Required task: Return the listing below word for word.

(Dataset rows on where objects appear)
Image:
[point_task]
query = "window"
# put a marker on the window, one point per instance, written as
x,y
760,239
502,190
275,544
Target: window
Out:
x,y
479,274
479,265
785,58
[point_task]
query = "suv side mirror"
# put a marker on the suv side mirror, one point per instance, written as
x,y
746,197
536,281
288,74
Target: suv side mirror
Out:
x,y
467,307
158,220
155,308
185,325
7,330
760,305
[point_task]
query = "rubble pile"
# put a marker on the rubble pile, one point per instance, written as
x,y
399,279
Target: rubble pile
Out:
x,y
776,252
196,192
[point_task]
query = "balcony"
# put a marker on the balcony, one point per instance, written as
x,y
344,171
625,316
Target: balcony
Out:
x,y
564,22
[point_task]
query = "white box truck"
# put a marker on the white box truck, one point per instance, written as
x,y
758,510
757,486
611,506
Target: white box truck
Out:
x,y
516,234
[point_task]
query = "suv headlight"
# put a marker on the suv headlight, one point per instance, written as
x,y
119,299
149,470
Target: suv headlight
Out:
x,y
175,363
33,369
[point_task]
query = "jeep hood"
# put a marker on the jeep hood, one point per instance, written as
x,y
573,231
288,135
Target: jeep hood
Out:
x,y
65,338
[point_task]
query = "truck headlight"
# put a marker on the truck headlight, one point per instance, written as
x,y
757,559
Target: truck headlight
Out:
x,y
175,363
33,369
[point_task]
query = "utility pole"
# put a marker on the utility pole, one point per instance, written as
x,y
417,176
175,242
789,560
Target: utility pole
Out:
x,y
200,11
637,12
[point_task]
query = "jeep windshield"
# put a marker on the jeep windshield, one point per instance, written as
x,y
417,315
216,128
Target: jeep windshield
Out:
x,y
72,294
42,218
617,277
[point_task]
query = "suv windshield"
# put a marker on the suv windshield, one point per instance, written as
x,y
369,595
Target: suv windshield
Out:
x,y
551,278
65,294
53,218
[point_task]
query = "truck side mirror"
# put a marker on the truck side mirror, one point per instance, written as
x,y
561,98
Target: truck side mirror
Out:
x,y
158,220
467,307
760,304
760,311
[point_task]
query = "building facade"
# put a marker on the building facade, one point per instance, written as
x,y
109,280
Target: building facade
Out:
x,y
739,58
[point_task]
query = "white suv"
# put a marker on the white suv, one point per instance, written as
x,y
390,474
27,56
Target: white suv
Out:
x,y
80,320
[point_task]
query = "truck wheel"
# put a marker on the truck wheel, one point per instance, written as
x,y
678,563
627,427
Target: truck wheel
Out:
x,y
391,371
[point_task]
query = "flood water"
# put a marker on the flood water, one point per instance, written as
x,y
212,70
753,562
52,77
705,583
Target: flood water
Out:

Exercise result:
Image:
[point_task]
query = "window"
# put a marker on the window, one point per instance, written as
x,y
760,239
502,190
275,544
Target: window
Out:
x,y
479,274
479,265
785,58
[point_task]
query = "suv side mirror"
# put a marker on the suv side mirror, one point per instance, written as
x,y
746,197
536,281
288,74
Target: suv side mirror
Out:
x,y
467,307
158,220
155,308
185,325
7,330
760,305
[point_task]
query = "rubble pile"
# put a marker on the rubble pile, one point per instance, written as
x,y
399,279
Target: rubble pile
Out:
x,y
776,252
196,192
[point_task]
query = "balcony"
# put a marker on the balcony, one point per instance, written as
x,y
344,171
625,316
Target: balcony
Out:
x,y
564,22
[point_task]
query = "white box truck"
# put a marker on the white box truck, one point per instance, written as
x,y
758,510
757,486
611,506
Target: white box truck
Out:
x,y
516,234
[point_task]
query = "suv headlight"
# put a marker on the suv headlight, one point per instance, written as
x,y
119,299
149,470
Target: suv headlight
Out:
x,y
175,363
33,369
[point_task]
query = "jeep hood"
# put a marker on the jeep hood, one point per instance, written as
x,y
573,231
288,135
Target: jeep hood
Out:
x,y
65,338
[point_task]
query = "truck headlight"
# put a marker on the truck headlight, one point per instance, written as
x,y
757,559
Target: truck headlight
Out:
x,y
175,363
33,369
[point_task]
query = "utility pole"
# put a marker on the utility pole, one point per instance, written as
x,y
417,176
175,242
789,560
Target: utility pole
Out:
x,y
200,11
637,12
[point_task]
query = "jeep windshield"
# put a marker on the jeep windshield, one point per instance, written as
x,y
417,315
216,128
Target: jeep windshield
Out:
x,y
72,294
42,218
617,277
[point_task]
query = "suv windshield"
# put a marker on the suv windshield, one point per instance, written as
x,y
369,595
Target: suv windshield
Out:
x,y
551,278
65,294
53,218
[point_task]
query = "truck side mirror"
# put a marker on the truck side mirror, one point per instance, written as
x,y
561,98
Target: truck side mirror
Out:
x,y
158,220
467,307
760,304
760,311
[point_task]
query = "building facade"
# put a marker on the building facade, one point per instance, written as
x,y
109,280
Target: building facade
Out:
x,y
739,58
[point_task]
query = "white suv"
# put a marker on the white suv, one point per instance, written as
x,y
390,474
27,56
Target: white suv
Out:
x,y
80,320
[point_task]
query = "truck wheel"
# put a marker on the truck wheel, one point per instance, written as
x,y
678,563
627,427
Target: truck wheel
Out:
x,y
391,371
[point_task]
query = "flood water"
# put a marker on the flood water, one point per instance, written as
x,y
212,70
753,562
52,77
705,583
Target: flood water
Out:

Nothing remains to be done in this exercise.